**Tarefas obrigatórias:**
**A.** Reproduza sem mudar nada uma parte do texto sobre imputação objetiva: comece nas palavras que trazem "A imputação objetiva se" e pare depois de "resultado como seu.".
**B.** Responda, com base no texto sobre imputação objetiva:
(i) Nos estudos de quais autores radicam, sobretudo, os antecedentes da imputação objetiva?
(ii) Qual é o pressuposto inafastável da imputação?
(iii) De que ponto de vista o conceito de finalidade deve ser interpretado?
**C.** Retome o texto sobre imputação objetiva a partir do ponto em que ele termina.

***** Trecho

A imputação objetiva se apresenta como um complemento corretivo e, em certas ocasiões, de superação, das diversas teorias causais, sendo que, seus antecedentes radicam, sobretudo, nos estudos desenvolvidos pelos autores Karl Larenz e Richard Honig[28]. Para o primeiro, a imputação objetiva descreve um juízo pelo qual determinado fato surge com obra de um sujeito, isto é, a imputação nada mais é do que a tentativa de delimitação entre os fatos próprios do agente e acontecimentos puramente acidentais. Dessa forma, quando se diz que alguém causou determinado fato, afirmasse que esse acontecimento é obra sua, de sua vontade e não de um acontecimento acidental. Assim, entendendo-se como causa um conjunto de condições, é impossível selecionar apenas uma delas e imputar-lhe o resultado como seu.


Assim, todas as propostas que visam a definir o juízo de imputação como um mero juízo causal estão destinadas ao fracasso, pois, é preciso destacar que só a vontade dirige um processo causal e pode transformar as conseqüências acidentais em um fato próprio do agente a ele imputável e, conseqüentemente, a imputação de um fato é a relação entre acontecimento e vontade. Pressuposto inafastável da imputação é a existência de um homem livre, em razão de que, apenas essa liberdade o torna verdadeiramente responsável por seus atos. O conceito de finalidade não deve ser interpretado de um ponto de vista subjetivo, mas, sim, objetivo, pois, não se imputa só o que era querido e conhecido pelo agente, mas também, o que era conhecido e, logo, passível de ser abarcado pela vontade, isto é, o fato é a realização da vontade, enquanto, a imputação, o juízo que relaciona o fato com a vontade.

**********
***** Material coletado

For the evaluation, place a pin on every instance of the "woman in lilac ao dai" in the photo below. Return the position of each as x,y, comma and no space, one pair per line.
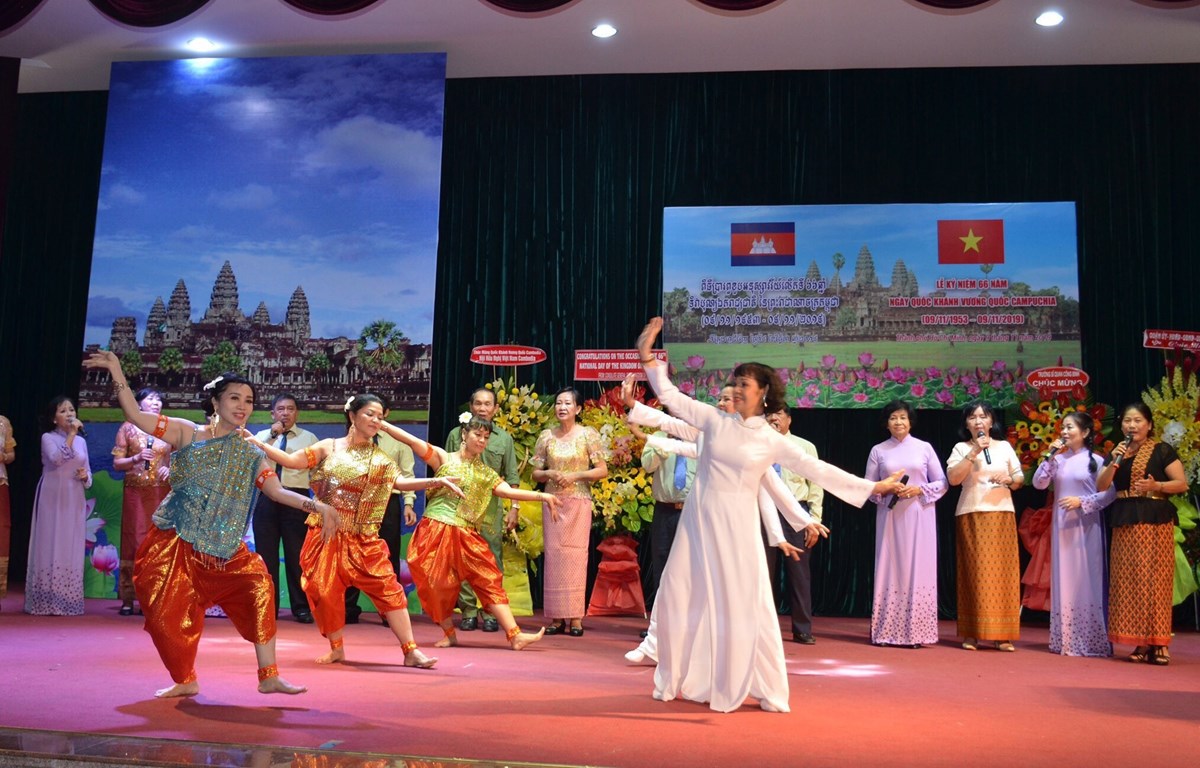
904,611
1078,605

**********

**Respostas por tarefa:**
**A.**
A imputação objetiva se apresenta como um complemento corretivo e, em certas ocasiões, de superação, das diversas teorias causais, sendo que, seus antecedentes radicam, sobretudo, nos estudos desenvolvidos pelos autores Karl Larenz e Richard Honig[28]. Para o primeiro, a imputação objetiva descreve um juízo pelo qual determinado fato surge com obra de um sujeito, isto é, a imputação nada mais é do que a tentativa de delimitação entre os fatos próprios do agente e acontecimentos puramente acidentais. Dessa forma, quando se diz que alguém causou determinado fato, afirmasse que esse acontecimento é obra sua, de sua vontade e não de um acontecimento acidental. Assim, entendendo-se como causa um conjunto de condições, é impossível selecionar apenas uma delas e imputar-lhe o resultado como seu.

**B.**
(i) Karl Larenz e Richard Honig.
(ii) A existência de um homem livre.
(iii) De um ponto de vista objetivo, não subjetivo.

**C.**
A imputação é denominada de objetiva porque essa possibilidade de previsão não é aferida com base na capacidade e conhecimento do autor concreto, mas, sim, de acordo com um critério geral e objetivo, o do homem inteligente-prudente. O autor Richard Honig, por sua vez, parte também do princípio de que o decisivo para o ordenamento jurídico não é a constatação de uma mera relação de causalidade, mas, sim, de uma relação jurídica especial entre a ação e o resultado, dessa forma, não se tratando de aferir a causalidade, mas, de valorá-la[29]. A questão da causalidade já está decidida quando se constata que a ação foi uma condição necessária para a ocorrência do resultado. Mas a comprovação da relação de causalidade não é suficiente para que determinado resultado seja atribuído a alguém.


Assim, aferir o significado dessa relação de causalidade com fulcro em critérios fornecidos pelo ordenamento jurídico é precisamente a tarefa principal da imputação objetiva. O critério que permite imputar ao sujeito determinado fato e diferenciá-lo dos acontecimentos fortuitos e a finalidade objetiva. Dessa forma, são imputáveis aqueles resultados que podem ser finalmente vislumbrados. Até o momento se está diante de um juízo puramente objetivo sobre a relação teleológica que vincula comportamento e resultado. Examina-se não o conhecimento e a vontade atuais do autor, mas, sim suas capacidades potenciais e, por isso, se trata de uma imputação objetiva, em razão de que esta não indica qual a relação psíquica existente entre o sujeito e o resultado a ele imputado. Logo, apenas terão significado jurídico as relações causais regidas pela vontade humana, isto é, os processos causais cujo o curso será passível de previsão e de direção.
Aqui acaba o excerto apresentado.